**TEXTE DE LA PAGE**
_ _ _ _ _
Les élections législatives du 7 octobre 2016 ont confirmé :

 que le mécanisme politique du régime (ses pseudo conseils « représentatifs » et ses différentes institutions, …) semble bien efficace dans son rôle de maquiller le despotisme, et concrétiser l’alliance de la monarchie avec des forces politiques représentant les classes dominantes ;
 que l’expérience acquise du régime en matière d’intervention dans l’arène politique a donné son efficience, que ce soit à travers ses anciens instruments (Union constitutionnelle (UC), Rassemblement national des indépendants (RNI), Mouvement populaire (MP)…) ou nouveaux (le PAM, Parti authenticité et modernité) qui ont raflé, réunis, 48% des sièges du Parlement. Alors que les partis descendant du mouvement national bourgeois ont récolté environ 20% des sièges, et le parti de Benkirane environ 32%.

Les partis du mouvement national (qui ont constitué l’opposition historique, dont sa dernière configuration était la « Koutla » (Alliance démocratique) au début des années 1990), ont capitulé et dégénéré. Leurs lignes de démarcation des autres partis créés par le régime ne cessent de disparaitre, ce qui donne au régime une majorité de 68%. De son côté, le Parti de la justice et du développement (PJD) a démontré son attachement aux constantes du régime, et sa prédisposition à se résigner et à mettre en œuvre la politique qu’on lui dicte. Ceci donne au régime une majorité de près de 100% dans la Chambre des représentants.
_ _ _ _ _
**EXERCICES À RÉALISER**
1. Indiquez si chaque affirmation concorde avec le texte sur les législatives de 2016, par oui ou non, en citant les mots décisifs : (a) les instruments du régime ont obtenu ensemble 48 % des sièges ; (b) le parti de Benkirane a recueilli environ 20 % des sièges ; (c) la « Koutla » a vu le jour au début des années 2000.
2. Donnez la suite du texte sur les législatives de 2016.
Les entrées n'ont aucun rôle dans ce travail.

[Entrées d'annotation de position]
_ _ _ _ _
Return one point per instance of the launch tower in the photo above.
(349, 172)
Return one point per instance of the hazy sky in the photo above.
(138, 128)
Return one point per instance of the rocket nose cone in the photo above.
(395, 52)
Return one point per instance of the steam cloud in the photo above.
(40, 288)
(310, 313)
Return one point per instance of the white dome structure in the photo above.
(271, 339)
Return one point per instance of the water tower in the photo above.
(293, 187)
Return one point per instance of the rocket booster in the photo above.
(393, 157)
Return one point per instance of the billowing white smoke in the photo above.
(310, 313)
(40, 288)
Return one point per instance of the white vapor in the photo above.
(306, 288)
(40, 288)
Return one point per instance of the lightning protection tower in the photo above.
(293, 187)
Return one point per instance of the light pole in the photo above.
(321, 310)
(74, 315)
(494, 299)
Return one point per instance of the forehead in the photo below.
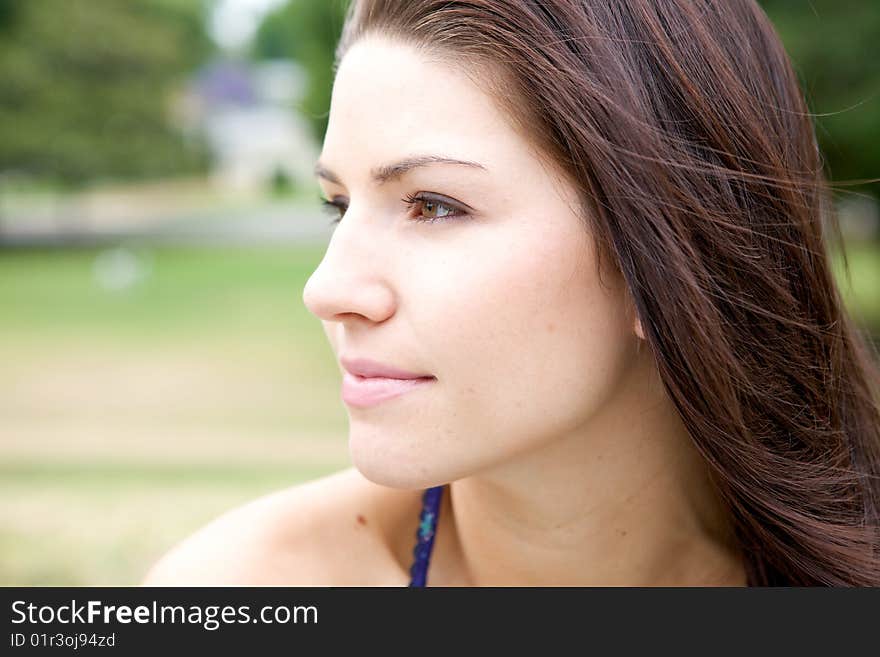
_ _ _ _ _
**LES RÉPONSES**
1.
(a) Oui : « qui ont raflé, réunis, 48% des sièges du Parlement ».
(b) Non : « et le parti de Benkirane environ 32% ».
(c) Non : « au début des années 1990 ».

2.
Il est clair que le Parti de la justice et du développement représente une partie de cette vague d’islamisation qui a déferlé sur la région, et s’est développée sur les ruines de la gauche historique. Une vague qui même si elle entre en conflit, ou plus se heurte, avec le régime, elle n’est pas porteuse d’alternative au capitalisme dépendant, et sur le plan politique, ne peut aboutir qu’à une autre forme de tyrannie.

Le constat le plus flagrant est cependant l’absence totale d’une voix qui représente la classe ouvrière. Les travailleur.s.es, et les autres couches laborieuses sont alors divisées, soit en votants hébétés qui soutiennent tel ou tel parti de la bourgeoisie, ou en individus enfermés chez eux, désintéressés de la politique, mais qui bouillonnent de rage d’impuissance.

Le régime a bien huilé sa machine politique et y a changé certaines pièces pour poursuivre ses attaques violentes contre les quelques acquis qui nous restent et resserrer l’étau autour des libertés démocratiques.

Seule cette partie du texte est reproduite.